→ Problem A:
Gather every line of the records below that contains the string "yucca", and copy each one in full.

My 13-year-old daughter and I have a long tradition of taking summertime trips together. It started when she was a toddler. I’d put her in her car seat, make a pile around her of toys and books, snacks and sippy cups, and take off for my sister’s house eight hours away. Those early trips were hard work. We’d leave my husband behind, so I was always “on duty.” Naptime struggles and meltdowns on those trips almost made them not worthwhile. There were times I would cry in the front seat while she was crying in the back seat (both probably due to pure exhaustion). But, we kept doing it. They were a time for the two of us to bond, and I knew even though they were grueling, they were important.

Communicating with Your Teenager

When my daughter was 9, we decided to make a celebration of successfully finishing each school year by planning a road trip. As a stay-at-home mom, I am usually the taskmaster. My husband is out the door for work well before we even wake up and often comes home long after we return home from school. So, I’m the one in the morning nagging her about whether she packs a snack and asking if she has her tennis uniform. When I pick her up from school, I find out about homework for the night and how her tests went. I make sure she doesn’t put too much syrup on her waffles and that she eats her fruits and vegetables. And sometimes there’s yelling when things don’t go smoothly.

I figured planning a vacation together would give me an excuse to be the fun one for a change.

I read somewhere that planning a trip brings as much joy as the actual trip itself. In our case this is true. We pore through local magazines for inspiration on where to go, and throughout the school year we huddle up and plot and plan. We have so much fun researching local attractions and restaurants. And during the coldest days of winter, it is a welcome respite to dream about warmer weather and a time when homework won’t be due.

Road Trip!

For our inaugural summer trip, we decided on a bed and breakfast with a kitschy theme. As soon as school let out, we packed up the car, put the bikes on the rack, and headed out on the road. We spent the weekend binge-watching shows from our creaky double bed, exploring the area on our bikes, and enjoying being together without the cloud of homework or extracurricular activities looming over us. Much of our time together was spent with her filling me in on her life, and me listening to all the details.

→ Exercise material:
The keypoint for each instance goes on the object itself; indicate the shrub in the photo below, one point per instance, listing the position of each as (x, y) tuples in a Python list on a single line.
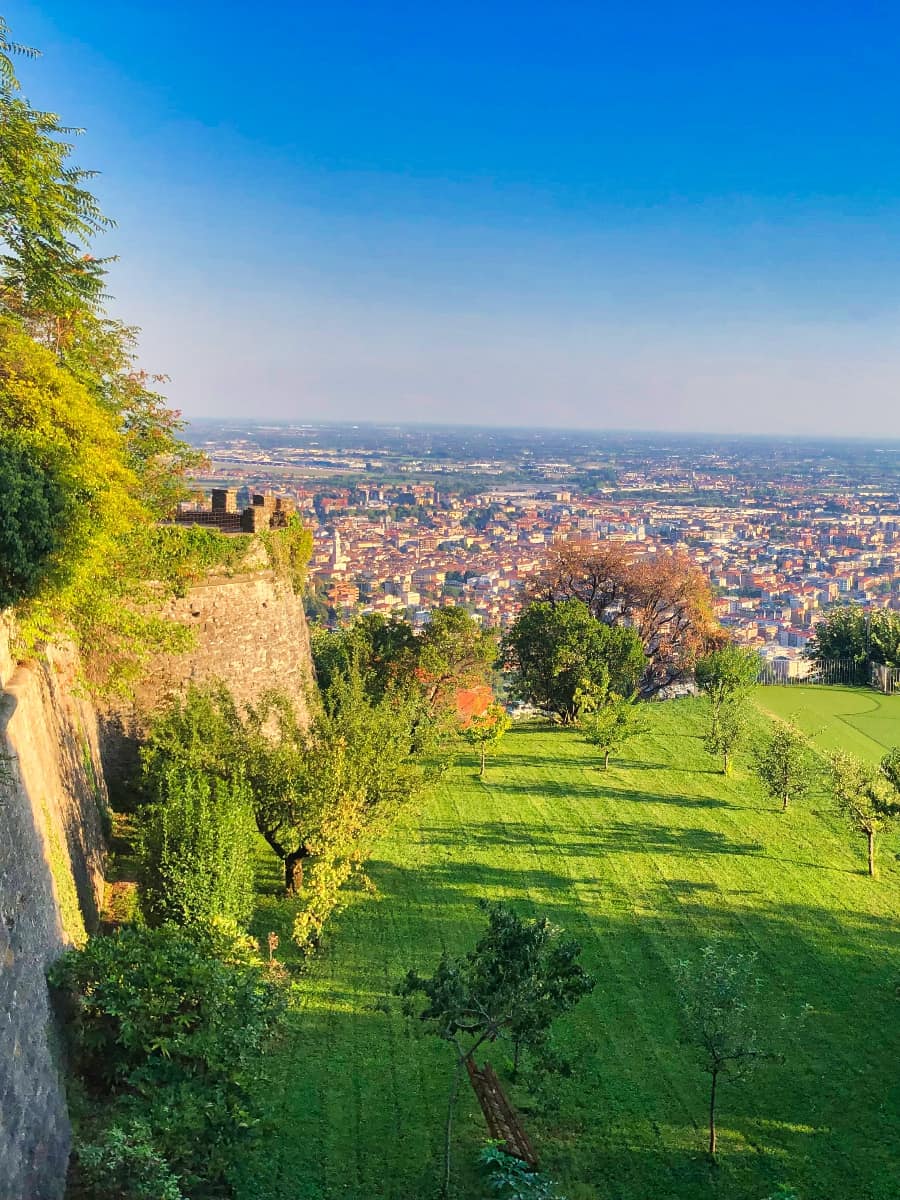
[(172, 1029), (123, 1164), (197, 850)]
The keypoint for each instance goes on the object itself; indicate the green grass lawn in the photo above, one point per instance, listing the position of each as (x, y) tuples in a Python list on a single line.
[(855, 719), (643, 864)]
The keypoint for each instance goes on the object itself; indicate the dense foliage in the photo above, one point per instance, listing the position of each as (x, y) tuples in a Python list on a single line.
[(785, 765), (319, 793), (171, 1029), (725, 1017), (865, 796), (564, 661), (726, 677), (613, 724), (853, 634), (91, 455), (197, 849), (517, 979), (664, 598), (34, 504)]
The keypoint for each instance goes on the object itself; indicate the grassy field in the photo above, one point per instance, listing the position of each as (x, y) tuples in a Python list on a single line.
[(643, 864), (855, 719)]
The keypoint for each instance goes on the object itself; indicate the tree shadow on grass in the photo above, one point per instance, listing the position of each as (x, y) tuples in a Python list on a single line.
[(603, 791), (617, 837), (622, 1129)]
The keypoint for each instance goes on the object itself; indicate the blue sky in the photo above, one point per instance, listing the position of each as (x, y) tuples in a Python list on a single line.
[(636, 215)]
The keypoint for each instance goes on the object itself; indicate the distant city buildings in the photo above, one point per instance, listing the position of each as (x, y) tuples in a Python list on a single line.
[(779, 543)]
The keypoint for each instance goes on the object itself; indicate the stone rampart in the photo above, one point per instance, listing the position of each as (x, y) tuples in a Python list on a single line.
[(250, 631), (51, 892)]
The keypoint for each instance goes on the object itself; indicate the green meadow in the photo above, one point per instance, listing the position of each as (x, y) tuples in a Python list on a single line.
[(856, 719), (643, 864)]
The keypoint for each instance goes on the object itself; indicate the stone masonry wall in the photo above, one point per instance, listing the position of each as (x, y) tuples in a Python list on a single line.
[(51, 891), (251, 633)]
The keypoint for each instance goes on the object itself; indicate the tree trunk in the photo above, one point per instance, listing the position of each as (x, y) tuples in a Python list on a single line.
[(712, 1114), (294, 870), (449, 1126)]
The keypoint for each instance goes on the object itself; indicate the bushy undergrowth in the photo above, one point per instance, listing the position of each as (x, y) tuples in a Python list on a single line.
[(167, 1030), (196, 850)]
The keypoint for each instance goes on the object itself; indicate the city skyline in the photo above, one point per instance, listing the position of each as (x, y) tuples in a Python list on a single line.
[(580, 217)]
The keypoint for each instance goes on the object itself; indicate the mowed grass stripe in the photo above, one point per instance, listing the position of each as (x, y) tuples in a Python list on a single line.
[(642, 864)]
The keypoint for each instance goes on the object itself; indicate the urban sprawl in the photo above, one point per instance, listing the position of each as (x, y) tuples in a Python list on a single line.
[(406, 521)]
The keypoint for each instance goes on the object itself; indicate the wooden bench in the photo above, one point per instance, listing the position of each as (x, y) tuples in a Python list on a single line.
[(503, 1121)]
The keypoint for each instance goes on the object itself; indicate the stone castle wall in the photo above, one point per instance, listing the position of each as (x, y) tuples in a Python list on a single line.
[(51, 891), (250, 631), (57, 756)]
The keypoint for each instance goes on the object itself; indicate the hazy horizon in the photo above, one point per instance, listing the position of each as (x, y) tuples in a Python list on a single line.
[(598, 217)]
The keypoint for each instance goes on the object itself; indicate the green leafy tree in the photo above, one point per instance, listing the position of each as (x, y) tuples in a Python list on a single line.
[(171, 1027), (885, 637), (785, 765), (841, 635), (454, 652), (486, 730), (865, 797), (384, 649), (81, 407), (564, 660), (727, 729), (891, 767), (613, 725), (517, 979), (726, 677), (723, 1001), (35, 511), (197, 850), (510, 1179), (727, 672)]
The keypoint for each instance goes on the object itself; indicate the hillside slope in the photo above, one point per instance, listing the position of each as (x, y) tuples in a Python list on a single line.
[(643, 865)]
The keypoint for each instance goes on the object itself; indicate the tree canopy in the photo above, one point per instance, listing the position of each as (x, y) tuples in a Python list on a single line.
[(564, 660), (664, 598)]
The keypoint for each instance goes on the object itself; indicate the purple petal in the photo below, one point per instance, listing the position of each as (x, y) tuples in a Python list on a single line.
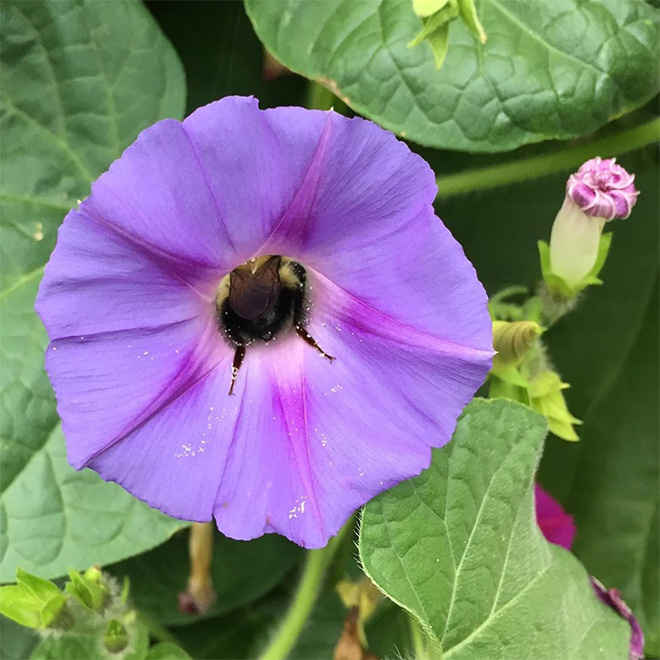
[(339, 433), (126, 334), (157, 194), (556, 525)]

--

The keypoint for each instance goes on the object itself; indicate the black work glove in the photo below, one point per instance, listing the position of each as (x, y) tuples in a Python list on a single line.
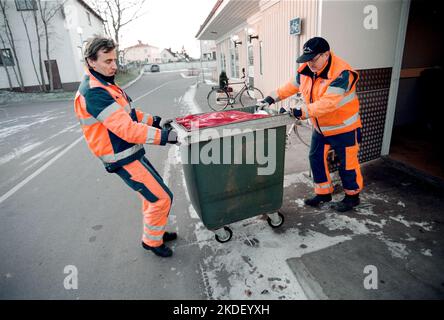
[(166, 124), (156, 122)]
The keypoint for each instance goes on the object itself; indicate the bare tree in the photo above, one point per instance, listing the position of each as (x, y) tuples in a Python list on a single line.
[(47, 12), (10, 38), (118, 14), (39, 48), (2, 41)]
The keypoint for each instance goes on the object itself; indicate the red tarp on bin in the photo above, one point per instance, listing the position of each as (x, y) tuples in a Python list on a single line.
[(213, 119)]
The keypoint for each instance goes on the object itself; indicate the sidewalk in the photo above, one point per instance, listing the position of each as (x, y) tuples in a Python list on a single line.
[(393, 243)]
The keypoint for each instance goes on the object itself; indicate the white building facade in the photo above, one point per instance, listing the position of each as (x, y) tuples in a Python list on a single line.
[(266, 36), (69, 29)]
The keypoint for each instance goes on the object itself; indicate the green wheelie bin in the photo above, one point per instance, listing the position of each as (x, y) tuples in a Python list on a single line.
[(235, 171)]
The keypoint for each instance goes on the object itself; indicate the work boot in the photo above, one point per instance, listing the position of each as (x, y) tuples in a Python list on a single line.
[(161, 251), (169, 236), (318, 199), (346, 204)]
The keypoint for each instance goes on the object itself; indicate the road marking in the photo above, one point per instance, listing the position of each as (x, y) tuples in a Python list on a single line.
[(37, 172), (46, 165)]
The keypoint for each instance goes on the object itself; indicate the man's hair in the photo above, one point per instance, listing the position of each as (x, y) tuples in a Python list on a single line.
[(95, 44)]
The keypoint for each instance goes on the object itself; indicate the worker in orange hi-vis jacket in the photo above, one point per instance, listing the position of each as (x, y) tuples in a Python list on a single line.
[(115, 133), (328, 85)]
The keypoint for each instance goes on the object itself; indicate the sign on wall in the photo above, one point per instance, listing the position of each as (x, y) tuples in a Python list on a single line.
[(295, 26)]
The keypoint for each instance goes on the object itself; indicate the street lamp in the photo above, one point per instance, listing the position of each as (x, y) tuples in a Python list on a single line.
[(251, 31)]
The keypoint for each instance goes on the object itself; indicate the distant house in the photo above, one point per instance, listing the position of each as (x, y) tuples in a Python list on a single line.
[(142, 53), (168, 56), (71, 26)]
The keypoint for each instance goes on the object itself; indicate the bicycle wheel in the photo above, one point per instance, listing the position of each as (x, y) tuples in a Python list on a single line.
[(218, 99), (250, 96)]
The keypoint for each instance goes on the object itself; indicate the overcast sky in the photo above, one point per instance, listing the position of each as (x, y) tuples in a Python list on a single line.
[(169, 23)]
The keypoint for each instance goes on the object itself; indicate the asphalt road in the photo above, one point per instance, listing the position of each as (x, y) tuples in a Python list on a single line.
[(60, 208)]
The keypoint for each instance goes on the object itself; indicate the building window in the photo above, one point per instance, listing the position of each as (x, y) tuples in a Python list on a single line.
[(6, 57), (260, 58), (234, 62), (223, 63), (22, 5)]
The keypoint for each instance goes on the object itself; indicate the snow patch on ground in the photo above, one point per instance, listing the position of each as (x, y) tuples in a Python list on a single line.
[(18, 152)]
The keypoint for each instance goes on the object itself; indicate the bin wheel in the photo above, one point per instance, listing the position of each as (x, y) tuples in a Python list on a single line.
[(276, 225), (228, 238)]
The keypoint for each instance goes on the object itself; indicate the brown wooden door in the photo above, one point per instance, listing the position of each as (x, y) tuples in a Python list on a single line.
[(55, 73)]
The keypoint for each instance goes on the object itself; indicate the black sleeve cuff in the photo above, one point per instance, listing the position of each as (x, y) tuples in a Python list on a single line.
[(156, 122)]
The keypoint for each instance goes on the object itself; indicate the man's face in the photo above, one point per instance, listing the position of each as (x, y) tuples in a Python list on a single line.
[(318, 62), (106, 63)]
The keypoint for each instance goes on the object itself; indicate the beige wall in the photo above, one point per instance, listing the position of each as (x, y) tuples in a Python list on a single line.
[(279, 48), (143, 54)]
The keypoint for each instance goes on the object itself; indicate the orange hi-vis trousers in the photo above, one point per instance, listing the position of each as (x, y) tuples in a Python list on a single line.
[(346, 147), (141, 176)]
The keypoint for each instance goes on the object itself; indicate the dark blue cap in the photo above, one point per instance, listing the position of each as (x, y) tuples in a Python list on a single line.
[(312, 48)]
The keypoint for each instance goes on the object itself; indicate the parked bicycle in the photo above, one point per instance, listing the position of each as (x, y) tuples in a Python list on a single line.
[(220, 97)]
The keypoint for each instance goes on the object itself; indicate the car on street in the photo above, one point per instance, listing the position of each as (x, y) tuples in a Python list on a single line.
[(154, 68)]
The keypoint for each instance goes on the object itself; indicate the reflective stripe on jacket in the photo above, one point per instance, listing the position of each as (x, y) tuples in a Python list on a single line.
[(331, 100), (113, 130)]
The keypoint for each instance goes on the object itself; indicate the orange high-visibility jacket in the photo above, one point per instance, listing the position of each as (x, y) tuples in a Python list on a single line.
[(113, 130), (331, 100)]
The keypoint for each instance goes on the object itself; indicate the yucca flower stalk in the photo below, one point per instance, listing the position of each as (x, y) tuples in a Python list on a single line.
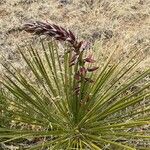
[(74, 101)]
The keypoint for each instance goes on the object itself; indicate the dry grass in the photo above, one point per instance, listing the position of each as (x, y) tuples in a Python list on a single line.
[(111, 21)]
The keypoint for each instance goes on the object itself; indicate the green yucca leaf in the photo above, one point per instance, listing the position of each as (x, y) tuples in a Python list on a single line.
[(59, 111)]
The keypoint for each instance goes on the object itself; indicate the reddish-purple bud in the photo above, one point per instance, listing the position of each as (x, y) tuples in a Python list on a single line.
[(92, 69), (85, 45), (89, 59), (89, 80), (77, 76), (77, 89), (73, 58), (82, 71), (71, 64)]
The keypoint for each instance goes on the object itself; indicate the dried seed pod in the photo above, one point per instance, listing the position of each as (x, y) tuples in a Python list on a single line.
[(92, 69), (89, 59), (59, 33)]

--

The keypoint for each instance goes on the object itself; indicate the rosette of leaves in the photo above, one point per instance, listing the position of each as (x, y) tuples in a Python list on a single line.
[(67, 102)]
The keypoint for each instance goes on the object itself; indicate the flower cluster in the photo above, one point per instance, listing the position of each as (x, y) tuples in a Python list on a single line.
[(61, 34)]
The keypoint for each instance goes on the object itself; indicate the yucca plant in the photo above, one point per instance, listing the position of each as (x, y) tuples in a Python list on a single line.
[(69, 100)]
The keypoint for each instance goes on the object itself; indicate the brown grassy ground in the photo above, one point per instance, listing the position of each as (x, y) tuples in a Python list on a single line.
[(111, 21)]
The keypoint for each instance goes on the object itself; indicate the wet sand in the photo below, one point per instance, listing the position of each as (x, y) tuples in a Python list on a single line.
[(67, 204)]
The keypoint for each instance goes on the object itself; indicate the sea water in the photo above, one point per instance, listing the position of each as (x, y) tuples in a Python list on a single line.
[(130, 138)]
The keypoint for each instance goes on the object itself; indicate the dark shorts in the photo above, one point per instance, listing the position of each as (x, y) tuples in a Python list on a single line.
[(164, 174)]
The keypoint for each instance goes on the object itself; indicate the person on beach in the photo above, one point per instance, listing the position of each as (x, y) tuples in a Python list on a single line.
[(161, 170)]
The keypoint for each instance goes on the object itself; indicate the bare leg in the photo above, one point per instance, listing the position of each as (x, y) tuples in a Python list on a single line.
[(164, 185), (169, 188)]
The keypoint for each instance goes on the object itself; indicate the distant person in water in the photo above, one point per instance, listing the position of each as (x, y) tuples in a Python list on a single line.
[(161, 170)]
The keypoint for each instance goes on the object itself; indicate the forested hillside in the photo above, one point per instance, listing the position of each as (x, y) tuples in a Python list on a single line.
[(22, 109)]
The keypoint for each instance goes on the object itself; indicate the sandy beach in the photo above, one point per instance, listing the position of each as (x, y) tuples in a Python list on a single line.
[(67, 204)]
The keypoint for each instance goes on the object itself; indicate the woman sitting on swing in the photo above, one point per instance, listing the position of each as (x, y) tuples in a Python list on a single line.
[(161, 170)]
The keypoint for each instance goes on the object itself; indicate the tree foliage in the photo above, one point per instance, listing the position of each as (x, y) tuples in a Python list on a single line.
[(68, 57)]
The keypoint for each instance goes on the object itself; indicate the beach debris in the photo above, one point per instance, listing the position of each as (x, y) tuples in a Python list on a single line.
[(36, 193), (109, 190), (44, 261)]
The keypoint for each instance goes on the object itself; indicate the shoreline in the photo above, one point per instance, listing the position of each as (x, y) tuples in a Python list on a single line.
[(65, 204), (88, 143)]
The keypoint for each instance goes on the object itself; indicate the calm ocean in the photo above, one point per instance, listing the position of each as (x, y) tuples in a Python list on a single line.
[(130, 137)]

→ Problem B:
In the essay about summer road trips, which items did the writer pile around the toddler in the car seat? List every one.

→ Expected answer A:
The keypoint for each instance goes on the object itself; indicate the yucca flower stalk in the photo below, one point per instance, listing the position of each as (x, y) tuples in a Python list on a single line.
The keypoint for each instance goes on the object itself; indicate the green yucca leaf in the photo above, one point per instance, listing the position of each as (x, y) tuples in a Python list on a single line.
The keypoint for each instance goes on the object itself; indicate the yucca plant in the photo above, one point per instance, listing the position of each as (x, y) tuples in a Python list on a single line.

→ Expected answer B:
- Toys
- Books
- Snacks
- Sippy cups